Location identification items
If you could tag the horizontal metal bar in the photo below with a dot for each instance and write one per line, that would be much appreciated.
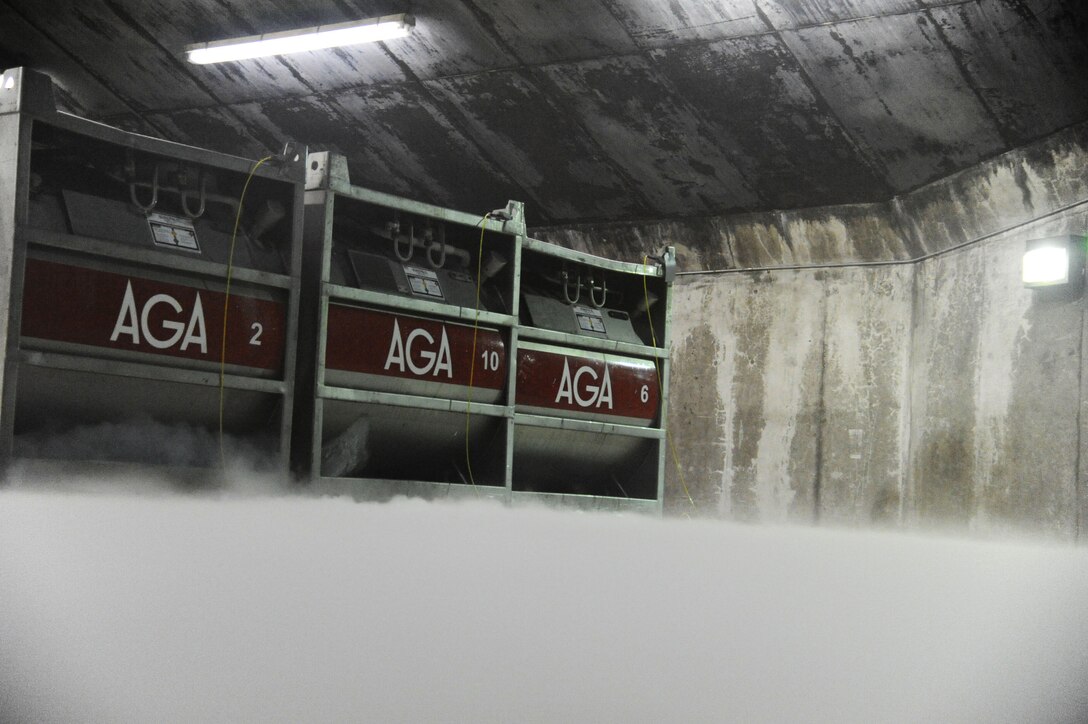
(586, 426)
(336, 292)
(586, 502)
(581, 257)
(381, 489)
(174, 150)
(395, 400)
(116, 368)
(380, 198)
(115, 250)
(538, 334)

(Written task): Rename "horizontal metal bar" to "horizontal steel rail" in each of the items above and reproduce them with everything else unchanged. Omit the pictures.

(Exercise output):
If you could tag the horizontal steel rail in the photo below with a dot for each instance and write one per line, that would be much appreciated.
(586, 426)
(336, 292)
(586, 502)
(581, 257)
(381, 489)
(174, 150)
(395, 400)
(116, 368)
(380, 198)
(115, 250)
(538, 334)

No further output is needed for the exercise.